■ Dataset excerpt
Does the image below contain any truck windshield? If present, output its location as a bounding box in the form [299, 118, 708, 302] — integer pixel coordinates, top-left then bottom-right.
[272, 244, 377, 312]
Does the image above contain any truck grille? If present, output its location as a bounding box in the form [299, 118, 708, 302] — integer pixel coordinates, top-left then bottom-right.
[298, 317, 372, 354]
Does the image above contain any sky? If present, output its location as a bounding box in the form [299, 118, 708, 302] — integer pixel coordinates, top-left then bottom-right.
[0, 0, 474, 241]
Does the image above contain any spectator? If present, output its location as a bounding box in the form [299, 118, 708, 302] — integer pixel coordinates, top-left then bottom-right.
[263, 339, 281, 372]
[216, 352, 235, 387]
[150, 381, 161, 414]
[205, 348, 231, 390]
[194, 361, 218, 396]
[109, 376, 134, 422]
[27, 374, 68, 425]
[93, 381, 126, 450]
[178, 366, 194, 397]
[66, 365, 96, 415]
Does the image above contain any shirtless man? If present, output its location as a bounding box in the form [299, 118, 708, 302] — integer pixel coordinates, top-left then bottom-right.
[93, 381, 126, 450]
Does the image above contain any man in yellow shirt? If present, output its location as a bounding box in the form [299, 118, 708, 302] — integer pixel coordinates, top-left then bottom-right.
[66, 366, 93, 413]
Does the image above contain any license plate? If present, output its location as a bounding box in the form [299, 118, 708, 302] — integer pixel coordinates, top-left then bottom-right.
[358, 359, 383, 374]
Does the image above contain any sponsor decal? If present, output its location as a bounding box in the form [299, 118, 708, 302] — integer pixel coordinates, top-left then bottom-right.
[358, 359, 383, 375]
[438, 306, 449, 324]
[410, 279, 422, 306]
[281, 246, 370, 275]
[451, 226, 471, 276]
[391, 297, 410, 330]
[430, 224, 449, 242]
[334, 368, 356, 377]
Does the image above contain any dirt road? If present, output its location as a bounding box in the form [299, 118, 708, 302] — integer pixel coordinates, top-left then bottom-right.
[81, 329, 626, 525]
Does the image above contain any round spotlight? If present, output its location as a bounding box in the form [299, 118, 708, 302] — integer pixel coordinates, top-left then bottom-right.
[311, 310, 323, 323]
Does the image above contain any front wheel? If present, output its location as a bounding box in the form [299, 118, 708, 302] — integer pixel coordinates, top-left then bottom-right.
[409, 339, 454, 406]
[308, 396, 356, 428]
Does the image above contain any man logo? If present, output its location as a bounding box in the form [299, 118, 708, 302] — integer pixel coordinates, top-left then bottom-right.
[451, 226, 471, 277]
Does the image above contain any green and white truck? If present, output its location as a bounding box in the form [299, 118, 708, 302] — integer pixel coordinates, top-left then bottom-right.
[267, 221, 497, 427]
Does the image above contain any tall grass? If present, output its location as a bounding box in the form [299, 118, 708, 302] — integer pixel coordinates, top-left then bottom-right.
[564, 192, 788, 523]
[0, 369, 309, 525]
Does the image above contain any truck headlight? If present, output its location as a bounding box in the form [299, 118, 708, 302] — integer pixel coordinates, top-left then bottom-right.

■ TASK STATEMENT
Copy out the records without any change, starting at the first line and ending with the line that contains "[0, 0, 474, 241]".

■ WRITTEN SOLUTION
Does the image below contain any truck windshield? If present, output its location as a bounding box in the form [299, 118, 708, 302] — integer pixel coordinates, top-left then bottom-right.
[272, 244, 377, 312]
Does the image above contain any truck grille? If present, output its location as a bounding box in the form [299, 118, 708, 302] — integer pixel coordinates, top-left then bottom-right.
[298, 317, 372, 354]
Does the image above contain any sky? If present, output its location as a bounding box in the form [299, 118, 708, 302] — integer pixel coordinates, top-left then bottom-right.
[0, 0, 474, 241]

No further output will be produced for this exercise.